Records for this exercise Start Marker

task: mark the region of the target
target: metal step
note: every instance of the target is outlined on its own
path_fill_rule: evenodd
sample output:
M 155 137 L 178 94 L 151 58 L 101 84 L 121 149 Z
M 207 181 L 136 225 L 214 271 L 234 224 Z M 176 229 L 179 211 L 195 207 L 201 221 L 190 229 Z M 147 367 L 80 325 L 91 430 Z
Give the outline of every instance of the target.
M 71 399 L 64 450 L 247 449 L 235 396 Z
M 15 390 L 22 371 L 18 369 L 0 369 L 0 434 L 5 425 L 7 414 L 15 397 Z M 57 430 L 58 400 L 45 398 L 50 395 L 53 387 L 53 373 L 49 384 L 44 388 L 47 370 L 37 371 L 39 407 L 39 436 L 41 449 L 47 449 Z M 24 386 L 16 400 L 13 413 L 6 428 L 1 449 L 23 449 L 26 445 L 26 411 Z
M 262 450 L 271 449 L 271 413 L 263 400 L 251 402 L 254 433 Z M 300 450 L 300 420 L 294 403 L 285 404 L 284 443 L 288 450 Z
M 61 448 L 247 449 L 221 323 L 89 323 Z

Records for this exercise End Marker

### Problem statement
The lines from the one with "M 155 137 L" through the final line of the data are to be reproduced exactly, both included, with no other lines.

### Completed task
M 155 137 L 178 94 L 151 58 L 101 84 L 121 149 Z
M 207 181 L 136 225 L 214 271 L 234 224 Z M 176 229 L 179 211 L 195 207 L 201 221 L 190 229 Z M 147 367 L 80 325 L 91 430 Z
Give the outline of every instance of the target.
M 71 399 L 64 450 L 247 449 L 235 396 Z
M 15 390 L 22 371 L 18 369 L 0 369 L 0 434 L 5 425 L 7 414 L 15 397 Z M 57 430 L 58 400 L 45 398 L 50 395 L 53 387 L 53 373 L 49 384 L 44 388 L 47 370 L 37 371 L 39 407 L 39 436 L 41 449 L 47 449 Z M 24 386 L 16 400 L 13 413 L 6 428 L 1 449 L 23 449 L 26 445 L 26 411 Z
M 262 450 L 271 449 L 271 413 L 263 400 L 251 402 L 254 433 Z M 300 450 L 300 420 L 294 403 L 285 404 L 284 443 L 288 450 Z
M 61 448 L 247 449 L 221 323 L 89 323 Z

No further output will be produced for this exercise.